┌─ Information given

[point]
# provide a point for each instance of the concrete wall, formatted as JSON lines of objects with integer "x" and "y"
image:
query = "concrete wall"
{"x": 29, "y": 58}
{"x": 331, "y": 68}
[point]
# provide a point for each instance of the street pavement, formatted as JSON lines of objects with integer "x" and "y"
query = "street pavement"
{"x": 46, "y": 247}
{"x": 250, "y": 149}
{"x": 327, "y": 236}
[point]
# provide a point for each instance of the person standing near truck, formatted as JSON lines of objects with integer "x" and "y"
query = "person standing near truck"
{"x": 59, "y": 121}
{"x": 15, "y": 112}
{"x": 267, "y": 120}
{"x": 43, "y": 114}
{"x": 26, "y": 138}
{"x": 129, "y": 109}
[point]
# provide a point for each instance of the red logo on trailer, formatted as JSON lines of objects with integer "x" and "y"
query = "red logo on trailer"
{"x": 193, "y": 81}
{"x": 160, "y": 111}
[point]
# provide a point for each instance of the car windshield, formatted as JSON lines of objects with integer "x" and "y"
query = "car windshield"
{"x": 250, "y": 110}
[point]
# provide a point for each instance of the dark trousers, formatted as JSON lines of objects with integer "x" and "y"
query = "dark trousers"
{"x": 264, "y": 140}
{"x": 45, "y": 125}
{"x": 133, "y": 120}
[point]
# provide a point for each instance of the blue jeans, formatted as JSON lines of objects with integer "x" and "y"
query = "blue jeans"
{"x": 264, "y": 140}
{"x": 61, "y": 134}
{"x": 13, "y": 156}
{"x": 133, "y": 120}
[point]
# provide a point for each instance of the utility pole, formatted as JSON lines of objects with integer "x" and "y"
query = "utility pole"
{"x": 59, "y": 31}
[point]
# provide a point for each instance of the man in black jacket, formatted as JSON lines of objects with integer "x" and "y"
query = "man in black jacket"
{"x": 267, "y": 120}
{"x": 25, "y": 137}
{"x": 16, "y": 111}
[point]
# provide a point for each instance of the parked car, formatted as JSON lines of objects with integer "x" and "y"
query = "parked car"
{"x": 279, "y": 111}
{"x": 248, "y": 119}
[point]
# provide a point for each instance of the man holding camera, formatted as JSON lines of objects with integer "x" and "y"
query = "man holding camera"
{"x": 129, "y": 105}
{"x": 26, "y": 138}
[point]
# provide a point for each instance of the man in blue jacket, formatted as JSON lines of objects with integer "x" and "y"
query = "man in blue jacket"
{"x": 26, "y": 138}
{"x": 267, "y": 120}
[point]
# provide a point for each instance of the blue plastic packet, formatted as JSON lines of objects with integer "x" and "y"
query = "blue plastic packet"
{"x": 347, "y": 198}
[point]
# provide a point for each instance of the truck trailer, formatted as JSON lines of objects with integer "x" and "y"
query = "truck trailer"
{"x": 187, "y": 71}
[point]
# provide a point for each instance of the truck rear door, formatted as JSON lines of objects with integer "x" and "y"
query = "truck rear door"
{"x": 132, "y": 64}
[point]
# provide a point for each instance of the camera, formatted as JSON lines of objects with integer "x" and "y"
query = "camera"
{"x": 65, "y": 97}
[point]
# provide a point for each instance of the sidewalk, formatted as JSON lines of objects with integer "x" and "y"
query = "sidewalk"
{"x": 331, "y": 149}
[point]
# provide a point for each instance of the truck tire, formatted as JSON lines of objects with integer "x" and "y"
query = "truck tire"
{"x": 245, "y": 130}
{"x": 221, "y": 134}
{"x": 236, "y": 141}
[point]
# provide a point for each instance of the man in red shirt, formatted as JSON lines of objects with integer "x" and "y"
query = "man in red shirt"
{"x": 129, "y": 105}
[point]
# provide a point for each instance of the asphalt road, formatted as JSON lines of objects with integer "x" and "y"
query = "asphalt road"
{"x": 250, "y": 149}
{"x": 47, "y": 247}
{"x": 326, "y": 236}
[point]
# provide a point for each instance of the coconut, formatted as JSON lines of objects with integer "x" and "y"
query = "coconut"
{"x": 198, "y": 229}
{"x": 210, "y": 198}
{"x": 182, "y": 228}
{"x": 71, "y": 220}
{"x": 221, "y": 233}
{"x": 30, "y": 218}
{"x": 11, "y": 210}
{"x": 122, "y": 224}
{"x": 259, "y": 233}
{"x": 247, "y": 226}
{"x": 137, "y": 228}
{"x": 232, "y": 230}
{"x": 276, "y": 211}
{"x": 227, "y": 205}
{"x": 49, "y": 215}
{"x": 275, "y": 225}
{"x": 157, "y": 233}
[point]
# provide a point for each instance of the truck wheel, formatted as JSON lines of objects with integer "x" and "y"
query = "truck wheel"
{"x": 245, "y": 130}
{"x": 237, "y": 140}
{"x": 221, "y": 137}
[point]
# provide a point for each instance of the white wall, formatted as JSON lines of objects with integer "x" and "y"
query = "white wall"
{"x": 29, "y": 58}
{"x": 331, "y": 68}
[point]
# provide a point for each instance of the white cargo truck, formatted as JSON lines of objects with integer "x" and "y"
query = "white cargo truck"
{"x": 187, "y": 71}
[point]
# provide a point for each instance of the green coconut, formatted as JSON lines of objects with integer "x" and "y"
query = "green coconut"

└─

What you will do:
Exactly how many lines of the data include the word "green"? Reply with that number only.

Reply:
2